HIV targets T-cells, a type of immune cell that helps your body fight off invaders. It uses two proteins on the surface of T-cells to enter them and take them over. Without one protein, the virus can’t enter the cell and the cell remains uninfected. Some people are naturally born with a mutation which prevents the expression of one of those proteins, so they can’t be infected by HIV.

If this mutation is so helpful, why, you might ask, have we not developed wide spread treatments to encourage it? That’s because it isn’t fool proof: even people who inherit two copies of the gene aren’t always immune to HIV. Until scientists know why this happens, they don’t want to make it a common medical practice, due to worries over the ethics of using something they don’t fully understand.

In an attempt to encourage the expression of this mutation, He edited the genes of several embryos. Each couple in the experiment was made up of one person who tested positive for HIV and one who tested negative, however, because of medication, there was almost no risk of the disease being passed on. He simply wanted to make it impossible for the children to contract HIV later in their lives. His procedure and protocol for this experiment is currently under question, as other scientists are not sure if the couples were fully informed of the possible effects of gene editing. Additionally, scientists are disputing his claim that the gene editing was successful– they say that the expression of the immunity is more of a “mosaic” in the children, as not every cell has the edited gene.

He used the tool CRISPR to edit a particular gene in the embryos, which codes for one of the proteins linked to allowing the HIV virus to enter cells. CRISPR, discovered in 2012, is essentially the genetic version of a “cut and paste” tool– it can cut out a specific section of DNA and replace it with a version desired by the scientist. This is revolutionary, as it allows scientists to change the very fabric of life to anything they please, provided they know what characteristic each section of DNA codes for. CRISPR is also dangerous; any change made in an organism’s genetic code can be passed down to their offspring, sometimes changing the whole species for forever. It is not something to be used lightly, nor should it be used without prior approval. There’s also always the possibility that it won’t replace the correct section and will instead cut strings of DNA out randomly, having potentially disastrous effects.

This creates several questions: Are we ready to use CRISPR on humans, and when we are, what should we use it for? If scientists were to make a mistake, the results could be catastrophic. The general consensus among the scientific community is that CRISPR has not been studied enough to be used on humans, and when it is, it should only be used for serious medical issues that have no other realistic solutions. Changing one gene could have many more effects on the organism than predicted, so care must be taken with it.

We’ve all thought about becoming “superhuman” and with CRISPR that could theoretically become a reality. However, should we? I personally believe that gene editing needs to be explored far more before we even consider making a small change in the human genome. Even then, once we do fully understand this technology, we need to be very particular in what we change. He is on the right track by trying to make humans immune to a deadly disease, yet he cannot continue without determining exactly what effects the change will have. The gene that He is editing usually codes for a protein that acts as a receptor for particular signaling molecules outside of the cell, so certain cell functions could be incapacitated if that protein was absent. Replacing one problem with another is not effective, so we need to be sure that there will be minimal side effects of gene editing before we begin testing on live humans.

The power to change the biological code that makes up every living organism is a huge responsibility, and one that we cannot venture into without carefully considering the repercussions. We must be strict on what we use it for, and so we can’t let a few people freely do potentially monumental, world-changing experiments. If we are to use this power, we have to do it as a united global community and not as individuals. The ability to change the world is in our hands, are we capable of only using it for good?
· · · ·
EXERCISE TASKS
1. Do these statements agree with the essay on gene editing? (a) CRISPR was discovered in 2012. (b) In the experiment, both partners in each couple tested positive for HIV. (c) People who inherit two copies of the gene are always immune to HIV. Answer yes or no for each, and quote the words from the essay that decide it.
2. According to the essay on gene editing, what type of immune cell does HIV target?
3. Restate word for word the part of the essay on gene editing that opens with the words "In an attempt" and closes with "the edited gene.".
The rows are separate material, unrelated to the essay on gene editing.
· · · ·
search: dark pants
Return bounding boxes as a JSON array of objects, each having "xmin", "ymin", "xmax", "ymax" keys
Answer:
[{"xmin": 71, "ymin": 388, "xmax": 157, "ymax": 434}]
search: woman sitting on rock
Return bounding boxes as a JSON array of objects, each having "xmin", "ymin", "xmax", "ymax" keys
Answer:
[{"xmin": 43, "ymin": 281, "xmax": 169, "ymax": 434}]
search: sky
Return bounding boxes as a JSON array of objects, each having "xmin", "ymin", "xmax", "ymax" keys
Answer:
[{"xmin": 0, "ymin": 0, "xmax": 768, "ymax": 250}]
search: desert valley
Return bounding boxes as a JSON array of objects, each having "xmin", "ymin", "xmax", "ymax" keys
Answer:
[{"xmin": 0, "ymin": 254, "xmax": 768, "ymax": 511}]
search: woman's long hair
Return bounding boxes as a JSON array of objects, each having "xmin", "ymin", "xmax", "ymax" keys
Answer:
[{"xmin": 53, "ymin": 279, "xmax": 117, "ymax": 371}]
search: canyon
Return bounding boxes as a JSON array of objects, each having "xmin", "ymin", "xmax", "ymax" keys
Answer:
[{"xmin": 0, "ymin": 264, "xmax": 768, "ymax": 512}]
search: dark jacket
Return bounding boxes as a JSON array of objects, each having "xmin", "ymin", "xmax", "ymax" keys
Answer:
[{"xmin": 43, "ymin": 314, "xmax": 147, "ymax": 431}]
· · · ·
COMPLETED EXERCISE
1.
(a) Yes: "CRISPR, discovered in 2012"
(b) No: "Each couple in the experiment was made up of one person who tested positive for HIV and one who tested negative"
(c) No: "even people who inherit two copies of the gene aren’t always immune to HIV"

2. T-cells.

3.
In an attempt to encourage the expression of this mutation, He edited the genes of several embryos. Each couple in the experiment was made up of one person who tested positive for HIV and one who tested negative, however, because of medication, there was almost no risk of the disease being passed on. He simply wanted to make it impossible for the children to contract HIV later in their lives. His procedure and protocol for this experiment is currently under question, as other scientists are not sure if the couples were fully informed of the possible effects of gene editing. Additionally, scientists are disputing his claim that the gene editing was successful– they say that the expression of the immunity is more of a “mosaic” in the children, as not every cell has the edited gene.